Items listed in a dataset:
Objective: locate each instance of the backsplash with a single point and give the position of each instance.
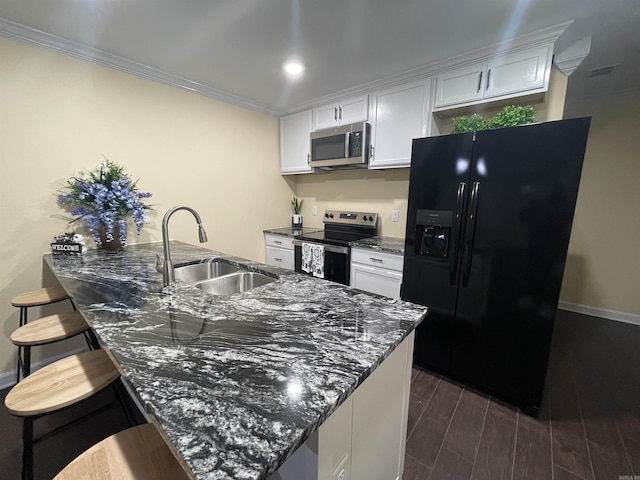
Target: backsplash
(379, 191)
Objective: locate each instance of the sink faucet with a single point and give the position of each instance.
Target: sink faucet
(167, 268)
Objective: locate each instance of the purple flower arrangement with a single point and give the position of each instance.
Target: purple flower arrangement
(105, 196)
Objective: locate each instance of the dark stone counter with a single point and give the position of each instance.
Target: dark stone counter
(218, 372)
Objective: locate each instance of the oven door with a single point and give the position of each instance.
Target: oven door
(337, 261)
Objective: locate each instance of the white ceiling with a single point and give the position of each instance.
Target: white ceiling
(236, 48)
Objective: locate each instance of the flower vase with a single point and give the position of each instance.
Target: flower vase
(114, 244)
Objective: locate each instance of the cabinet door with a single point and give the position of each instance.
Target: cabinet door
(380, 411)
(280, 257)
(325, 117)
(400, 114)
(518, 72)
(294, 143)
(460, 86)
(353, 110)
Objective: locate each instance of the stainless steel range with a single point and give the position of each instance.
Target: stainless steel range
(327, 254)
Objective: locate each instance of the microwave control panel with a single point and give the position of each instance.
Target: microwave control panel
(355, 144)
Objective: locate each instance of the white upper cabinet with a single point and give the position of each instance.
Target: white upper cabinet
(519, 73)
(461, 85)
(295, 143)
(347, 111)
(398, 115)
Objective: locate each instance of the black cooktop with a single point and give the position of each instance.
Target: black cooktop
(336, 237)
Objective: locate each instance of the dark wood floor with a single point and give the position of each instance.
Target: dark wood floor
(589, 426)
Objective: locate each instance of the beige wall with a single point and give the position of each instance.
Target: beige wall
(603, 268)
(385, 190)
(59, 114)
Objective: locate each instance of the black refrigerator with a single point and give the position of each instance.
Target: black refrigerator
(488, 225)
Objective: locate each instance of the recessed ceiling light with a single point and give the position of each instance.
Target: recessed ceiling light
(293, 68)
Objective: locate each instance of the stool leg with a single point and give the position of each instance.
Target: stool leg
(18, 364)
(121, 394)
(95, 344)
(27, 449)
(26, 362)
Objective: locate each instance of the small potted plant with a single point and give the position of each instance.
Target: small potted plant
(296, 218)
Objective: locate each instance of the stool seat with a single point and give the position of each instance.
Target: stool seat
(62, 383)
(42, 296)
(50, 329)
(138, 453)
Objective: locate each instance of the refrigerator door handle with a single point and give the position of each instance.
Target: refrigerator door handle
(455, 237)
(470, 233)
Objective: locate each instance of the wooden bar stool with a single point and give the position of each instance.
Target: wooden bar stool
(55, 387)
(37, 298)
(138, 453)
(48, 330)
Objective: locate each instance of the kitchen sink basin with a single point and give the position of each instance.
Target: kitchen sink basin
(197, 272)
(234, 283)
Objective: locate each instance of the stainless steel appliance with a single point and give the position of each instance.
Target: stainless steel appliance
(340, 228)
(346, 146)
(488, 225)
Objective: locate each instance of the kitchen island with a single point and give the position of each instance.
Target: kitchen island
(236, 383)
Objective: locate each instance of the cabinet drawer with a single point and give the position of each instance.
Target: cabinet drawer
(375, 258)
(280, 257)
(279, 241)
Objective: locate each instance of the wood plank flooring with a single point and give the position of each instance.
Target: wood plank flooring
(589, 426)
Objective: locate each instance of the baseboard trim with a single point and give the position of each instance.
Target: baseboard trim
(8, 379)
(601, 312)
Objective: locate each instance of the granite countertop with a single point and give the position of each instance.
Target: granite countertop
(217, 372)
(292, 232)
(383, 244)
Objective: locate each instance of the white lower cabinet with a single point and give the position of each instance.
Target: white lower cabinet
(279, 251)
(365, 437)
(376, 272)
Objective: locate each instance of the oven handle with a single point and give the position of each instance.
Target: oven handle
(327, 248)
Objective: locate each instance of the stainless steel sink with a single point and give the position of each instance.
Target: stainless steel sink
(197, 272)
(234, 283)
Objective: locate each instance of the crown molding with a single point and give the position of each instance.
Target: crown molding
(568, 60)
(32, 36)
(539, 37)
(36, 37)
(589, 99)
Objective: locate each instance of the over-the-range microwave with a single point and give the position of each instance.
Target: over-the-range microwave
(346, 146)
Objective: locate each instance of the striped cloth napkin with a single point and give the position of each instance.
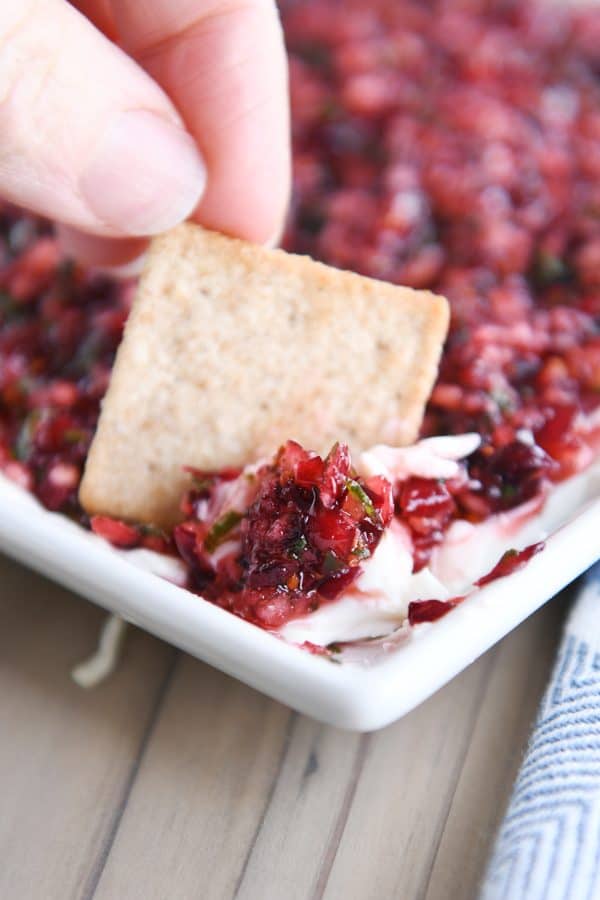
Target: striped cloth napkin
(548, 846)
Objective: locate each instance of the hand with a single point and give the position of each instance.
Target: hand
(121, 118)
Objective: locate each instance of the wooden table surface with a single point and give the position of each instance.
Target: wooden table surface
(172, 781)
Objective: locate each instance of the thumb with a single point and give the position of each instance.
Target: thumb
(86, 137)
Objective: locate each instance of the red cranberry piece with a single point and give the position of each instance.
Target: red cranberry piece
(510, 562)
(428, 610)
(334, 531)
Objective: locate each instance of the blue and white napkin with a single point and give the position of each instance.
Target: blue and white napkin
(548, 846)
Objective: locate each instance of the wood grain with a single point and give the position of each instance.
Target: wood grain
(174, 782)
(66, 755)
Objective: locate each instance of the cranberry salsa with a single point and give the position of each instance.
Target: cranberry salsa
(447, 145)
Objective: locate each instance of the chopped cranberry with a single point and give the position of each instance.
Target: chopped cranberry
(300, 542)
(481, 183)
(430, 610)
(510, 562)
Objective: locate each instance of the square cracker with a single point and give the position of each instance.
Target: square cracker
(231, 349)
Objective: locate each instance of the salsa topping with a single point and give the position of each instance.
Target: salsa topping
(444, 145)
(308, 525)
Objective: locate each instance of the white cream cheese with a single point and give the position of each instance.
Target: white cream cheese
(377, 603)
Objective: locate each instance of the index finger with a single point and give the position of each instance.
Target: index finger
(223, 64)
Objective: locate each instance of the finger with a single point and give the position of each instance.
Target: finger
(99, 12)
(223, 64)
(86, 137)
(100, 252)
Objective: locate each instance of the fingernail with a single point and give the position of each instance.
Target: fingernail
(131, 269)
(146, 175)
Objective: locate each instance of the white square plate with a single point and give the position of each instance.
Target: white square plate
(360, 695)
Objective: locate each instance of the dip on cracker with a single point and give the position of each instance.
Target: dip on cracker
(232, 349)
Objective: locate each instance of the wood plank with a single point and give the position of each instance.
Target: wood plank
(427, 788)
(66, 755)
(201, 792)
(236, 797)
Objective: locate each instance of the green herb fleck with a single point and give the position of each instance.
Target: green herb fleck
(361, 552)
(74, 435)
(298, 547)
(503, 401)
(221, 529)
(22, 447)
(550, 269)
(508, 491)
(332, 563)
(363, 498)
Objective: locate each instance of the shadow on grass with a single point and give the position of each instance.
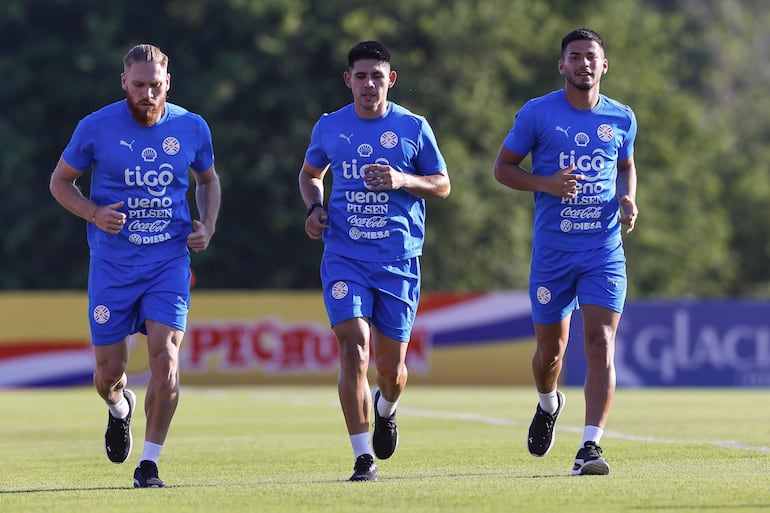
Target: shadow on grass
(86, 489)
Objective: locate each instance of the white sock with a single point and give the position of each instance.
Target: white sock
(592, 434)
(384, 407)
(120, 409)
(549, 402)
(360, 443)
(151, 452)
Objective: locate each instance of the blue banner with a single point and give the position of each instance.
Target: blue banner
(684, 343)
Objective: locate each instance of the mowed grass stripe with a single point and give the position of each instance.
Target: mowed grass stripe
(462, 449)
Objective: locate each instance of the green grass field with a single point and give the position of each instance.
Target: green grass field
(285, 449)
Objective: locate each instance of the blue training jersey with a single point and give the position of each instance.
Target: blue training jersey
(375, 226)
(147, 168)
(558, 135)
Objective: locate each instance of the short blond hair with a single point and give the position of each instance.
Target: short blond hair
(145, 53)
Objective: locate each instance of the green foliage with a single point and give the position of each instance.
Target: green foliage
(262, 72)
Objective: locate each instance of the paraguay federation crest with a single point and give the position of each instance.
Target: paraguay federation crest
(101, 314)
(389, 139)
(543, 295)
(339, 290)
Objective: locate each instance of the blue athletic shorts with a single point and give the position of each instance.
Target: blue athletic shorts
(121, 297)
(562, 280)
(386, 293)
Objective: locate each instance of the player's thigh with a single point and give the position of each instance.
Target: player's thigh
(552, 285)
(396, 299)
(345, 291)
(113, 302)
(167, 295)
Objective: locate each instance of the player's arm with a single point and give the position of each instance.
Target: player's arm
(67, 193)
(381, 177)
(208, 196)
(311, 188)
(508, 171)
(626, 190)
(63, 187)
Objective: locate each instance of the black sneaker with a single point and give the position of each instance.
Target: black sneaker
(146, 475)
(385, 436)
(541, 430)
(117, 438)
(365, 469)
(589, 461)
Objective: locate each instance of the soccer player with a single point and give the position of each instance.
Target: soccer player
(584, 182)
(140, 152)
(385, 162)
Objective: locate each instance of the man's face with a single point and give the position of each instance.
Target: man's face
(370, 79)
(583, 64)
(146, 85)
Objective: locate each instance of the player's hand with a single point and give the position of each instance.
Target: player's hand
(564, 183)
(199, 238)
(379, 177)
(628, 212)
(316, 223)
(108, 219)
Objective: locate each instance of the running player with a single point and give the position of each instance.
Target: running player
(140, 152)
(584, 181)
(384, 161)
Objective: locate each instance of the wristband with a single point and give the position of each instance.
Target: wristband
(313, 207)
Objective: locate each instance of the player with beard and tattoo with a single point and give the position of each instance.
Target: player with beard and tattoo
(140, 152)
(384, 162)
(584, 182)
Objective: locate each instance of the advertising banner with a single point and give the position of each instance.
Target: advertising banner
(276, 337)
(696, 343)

...

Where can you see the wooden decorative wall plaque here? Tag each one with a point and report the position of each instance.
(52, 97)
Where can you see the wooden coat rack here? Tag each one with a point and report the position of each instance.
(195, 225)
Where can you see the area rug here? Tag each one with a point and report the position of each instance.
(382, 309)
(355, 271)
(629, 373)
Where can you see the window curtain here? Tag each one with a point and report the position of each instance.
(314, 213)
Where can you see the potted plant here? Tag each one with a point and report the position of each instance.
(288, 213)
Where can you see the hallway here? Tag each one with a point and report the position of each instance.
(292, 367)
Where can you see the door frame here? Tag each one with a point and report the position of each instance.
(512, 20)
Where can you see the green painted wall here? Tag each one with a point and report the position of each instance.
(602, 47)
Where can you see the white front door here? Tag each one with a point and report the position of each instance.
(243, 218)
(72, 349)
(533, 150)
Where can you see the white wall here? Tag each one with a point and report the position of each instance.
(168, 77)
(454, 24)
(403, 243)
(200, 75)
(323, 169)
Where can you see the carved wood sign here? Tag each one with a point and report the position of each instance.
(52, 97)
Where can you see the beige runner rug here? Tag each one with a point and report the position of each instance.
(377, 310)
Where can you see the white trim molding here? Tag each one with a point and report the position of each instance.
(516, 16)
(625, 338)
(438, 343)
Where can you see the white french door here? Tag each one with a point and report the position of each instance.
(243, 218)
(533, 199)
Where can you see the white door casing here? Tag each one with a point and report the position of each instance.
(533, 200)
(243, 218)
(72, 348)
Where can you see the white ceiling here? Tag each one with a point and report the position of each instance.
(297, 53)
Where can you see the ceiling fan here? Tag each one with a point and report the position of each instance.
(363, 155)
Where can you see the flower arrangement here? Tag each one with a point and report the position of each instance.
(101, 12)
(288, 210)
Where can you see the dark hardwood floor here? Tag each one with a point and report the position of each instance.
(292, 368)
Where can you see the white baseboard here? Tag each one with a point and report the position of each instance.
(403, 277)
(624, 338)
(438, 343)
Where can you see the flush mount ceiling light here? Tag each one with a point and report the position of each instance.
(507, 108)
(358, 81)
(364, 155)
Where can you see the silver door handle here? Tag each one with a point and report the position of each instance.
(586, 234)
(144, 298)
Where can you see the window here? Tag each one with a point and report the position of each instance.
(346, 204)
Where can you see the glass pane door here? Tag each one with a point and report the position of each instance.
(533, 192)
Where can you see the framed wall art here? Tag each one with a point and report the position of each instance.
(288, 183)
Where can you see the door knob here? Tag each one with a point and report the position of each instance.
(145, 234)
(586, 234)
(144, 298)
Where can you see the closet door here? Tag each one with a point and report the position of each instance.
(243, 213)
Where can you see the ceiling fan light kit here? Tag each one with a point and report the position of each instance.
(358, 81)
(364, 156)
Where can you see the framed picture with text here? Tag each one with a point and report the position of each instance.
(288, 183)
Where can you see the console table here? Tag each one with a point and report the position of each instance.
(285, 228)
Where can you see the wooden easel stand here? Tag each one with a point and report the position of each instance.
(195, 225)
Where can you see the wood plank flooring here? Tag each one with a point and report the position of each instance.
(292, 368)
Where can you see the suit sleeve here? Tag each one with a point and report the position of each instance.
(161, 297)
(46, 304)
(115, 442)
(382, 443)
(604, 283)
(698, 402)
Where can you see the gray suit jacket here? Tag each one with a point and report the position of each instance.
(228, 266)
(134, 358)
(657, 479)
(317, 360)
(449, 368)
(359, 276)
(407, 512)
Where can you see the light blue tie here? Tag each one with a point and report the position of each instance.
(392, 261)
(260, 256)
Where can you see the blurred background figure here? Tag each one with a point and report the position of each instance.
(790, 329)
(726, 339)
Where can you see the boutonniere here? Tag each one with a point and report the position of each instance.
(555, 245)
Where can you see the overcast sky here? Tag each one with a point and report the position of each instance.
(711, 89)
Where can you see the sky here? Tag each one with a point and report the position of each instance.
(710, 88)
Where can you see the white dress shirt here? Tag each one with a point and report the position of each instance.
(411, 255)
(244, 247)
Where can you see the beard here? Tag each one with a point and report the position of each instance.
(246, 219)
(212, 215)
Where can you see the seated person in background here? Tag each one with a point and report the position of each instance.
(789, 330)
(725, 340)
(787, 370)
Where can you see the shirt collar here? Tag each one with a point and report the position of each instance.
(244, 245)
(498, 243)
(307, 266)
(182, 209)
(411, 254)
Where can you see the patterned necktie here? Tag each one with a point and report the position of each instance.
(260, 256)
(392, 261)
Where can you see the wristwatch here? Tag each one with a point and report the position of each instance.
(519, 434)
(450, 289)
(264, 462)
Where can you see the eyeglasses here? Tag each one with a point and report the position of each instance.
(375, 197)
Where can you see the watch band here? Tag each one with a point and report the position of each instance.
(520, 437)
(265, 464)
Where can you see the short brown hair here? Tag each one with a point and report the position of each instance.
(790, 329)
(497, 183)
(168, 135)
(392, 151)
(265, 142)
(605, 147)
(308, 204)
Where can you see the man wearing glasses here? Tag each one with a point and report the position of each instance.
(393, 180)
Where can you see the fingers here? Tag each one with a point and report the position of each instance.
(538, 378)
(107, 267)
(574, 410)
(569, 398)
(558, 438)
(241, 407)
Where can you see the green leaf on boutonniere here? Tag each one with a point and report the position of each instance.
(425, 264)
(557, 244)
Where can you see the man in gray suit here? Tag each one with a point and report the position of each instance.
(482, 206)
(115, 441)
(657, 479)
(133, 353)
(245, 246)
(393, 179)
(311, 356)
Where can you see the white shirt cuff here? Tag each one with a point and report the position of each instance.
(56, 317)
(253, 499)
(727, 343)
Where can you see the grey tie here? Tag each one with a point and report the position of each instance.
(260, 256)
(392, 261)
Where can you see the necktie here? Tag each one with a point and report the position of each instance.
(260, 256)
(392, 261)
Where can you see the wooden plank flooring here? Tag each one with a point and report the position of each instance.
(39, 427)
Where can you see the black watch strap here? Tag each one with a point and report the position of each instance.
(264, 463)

**Your assignment:**
Copy the entries above exactly, but only from the line holding "Objective: locate each instance of the blue training" through the line holding "Objective: locate each instance of the player's hand", both included.

**Result for this task:**
Objective: locate each instance of the blue training jersey with a single point and give the position of each instance.
Target: blue training jersey
(375, 226)
(147, 168)
(558, 135)
Objective: locate each instance of the short blond hair with a single point and give the position of each instance.
Target: short blond hair
(145, 53)
Objective: locate each instance of the green foliage with a single point and give the position of each instance.
Target: green foliage
(262, 72)
Objective: locate each instance of the paraguay federation crest with a single point and give the position of each instance.
Target: paraguay federation crest
(101, 314)
(389, 139)
(543, 295)
(339, 290)
Objective: locate each instance of the blue athletic shorts with a single point and give the position of each instance.
Target: blue athletic shorts
(121, 297)
(562, 280)
(386, 293)
Objective: locate each instance of the player's thigh with a single point and give the position of each instance.
Target: player's thigh
(552, 285)
(396, 299)
(345, 291)
(113, 302)
(167, 295)
Objective: locate each instance of the player's arm with a single point and give the position of each instance.
Target: player's arm
(67, 193)
(381, 177)
(208, 196)
(311, 188)
(508, 171)
(626, 190)
(63, 187)
Objective: locate each instance of the black sneaker with a single point and give the position of each instance.
Target: black sneaker
(146, 475)
(385, 436)
(541, 430)
(117, 438)
(365, 469)
(589, 461)
Objective: locate each instance of the soccer player with a single point and give the position of each instance.
Target: soccer player
(584, 182)
(140, 152)
(385, 162)
Objective: locate each instance of the man's face with a single point and give the position of each instance.
Target: man's face
(370, 79)
(583, 64)
(146, 85)
Objective: locate each instance of the player's hand with a single point and give the position of each instance.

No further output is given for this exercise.